I recently hosted a group of poultry farmers for a day-long training in Naivasha town. Among the many topics we covered included housing, brooding, disease control and vaccination, broiler, layers and kienyeji management as well as record keeping. Most of my audience seemed familiar with most topics other than record keeping.
Long gone are days that farming was done as a hobby. Although there is still a small group of people who do this for leisure, the rest of us are venturing into poultry farming for the single reason - profit making.
For any business to succeed, expenditure and income have to be factored in to know if the venture is sustainable or not.
Records should be simple and clear. Poultry business records can be divided into three main categories.
This type of record will include information related to management issues. Such includes workers shifts, date of chick placement, number, date and type of vaccination or medication given, death or loss of birds, type of feed given and amount, and any other activity done that is related to management.
In layers, it will include other management practices such as de-worming date, beak trimming as well as culled birds. Management records are helpful when assessing production levels of the birds. One can go back and trace where things went wrong or find out if the right steps were taken during production. Disease incidences should also be included- with subsequent action taken.
Here, we enter all financial transactions that have occurred and are related to the production of the particular flock of birds. Farmers are keen and good at entering records of huge farm purchases/ expenditure such as purchase of day-old chicks and feeds.
Smaller expenses on items such as vitamins, wood shavings and vaccination costs, transport costs are not jotted down in the records. An example is when farmers incur costs that may not be directly related to poultry. Assuming a farmer delivers feeds for both his cows and poultry- he should allocate the transport charges to each of the animal group proportionately depending on the number of sacks or kilos delivered.

Stored data
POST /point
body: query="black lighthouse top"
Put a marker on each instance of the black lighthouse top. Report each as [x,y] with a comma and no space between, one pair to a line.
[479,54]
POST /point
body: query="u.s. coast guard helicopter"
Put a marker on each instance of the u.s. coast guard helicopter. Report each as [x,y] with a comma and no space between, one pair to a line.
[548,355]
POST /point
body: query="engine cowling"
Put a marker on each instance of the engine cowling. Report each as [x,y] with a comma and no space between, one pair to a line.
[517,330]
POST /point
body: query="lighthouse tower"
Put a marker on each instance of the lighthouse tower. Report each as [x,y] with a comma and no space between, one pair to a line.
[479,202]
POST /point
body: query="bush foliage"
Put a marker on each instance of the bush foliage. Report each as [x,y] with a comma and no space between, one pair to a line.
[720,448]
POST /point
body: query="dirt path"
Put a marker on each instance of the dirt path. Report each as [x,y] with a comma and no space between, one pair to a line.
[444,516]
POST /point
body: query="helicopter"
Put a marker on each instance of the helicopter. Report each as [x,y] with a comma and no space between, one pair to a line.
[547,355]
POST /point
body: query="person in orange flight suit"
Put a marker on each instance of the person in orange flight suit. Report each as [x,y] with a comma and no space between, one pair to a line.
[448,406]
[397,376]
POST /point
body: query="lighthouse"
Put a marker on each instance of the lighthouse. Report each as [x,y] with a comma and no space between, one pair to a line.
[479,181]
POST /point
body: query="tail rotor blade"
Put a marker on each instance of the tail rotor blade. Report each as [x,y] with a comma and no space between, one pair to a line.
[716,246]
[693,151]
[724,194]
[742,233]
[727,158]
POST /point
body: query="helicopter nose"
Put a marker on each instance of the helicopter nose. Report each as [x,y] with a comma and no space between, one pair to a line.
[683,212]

▶ **What you need to do**:
A - Answer these questions about the poultry farming text:
(i) In which town was the training held?
(ii) Into how many main categories can poultry business records be divided?
(iii) How should a farmer who delivers feeds for both cows and poultry allocate the transport charges?
B - Extract the part of the poultry farming text that opens with the words containing "I recently hosted" and closes with "sustainable or not.".
This material comes from a separate source.

▶ **Answers by task**:
A -
(i) Naivasha town.
(ii) Three.
(iii) Proportionately to each animal group, depending on the number of sacks or kilos delivered.

B -
I recently hosted a group of poultry farmers for a day-long training in Naivasha town. Among the many topics we covered included housing, brooding, disease control and vaccination, broiler, layers and kienyeji management as well as record keeping. Most of my audience seemed familiar with most topics other than record keeping.
Long gone are days that farming was done as a hobby. Although there is still a small group of people who do this for leisure, the rest of us are venturing into poultry farming for the single reason - profit making.
For any business to succeed, expenditure and income have to be factored in to know if the venture is sustainable or not.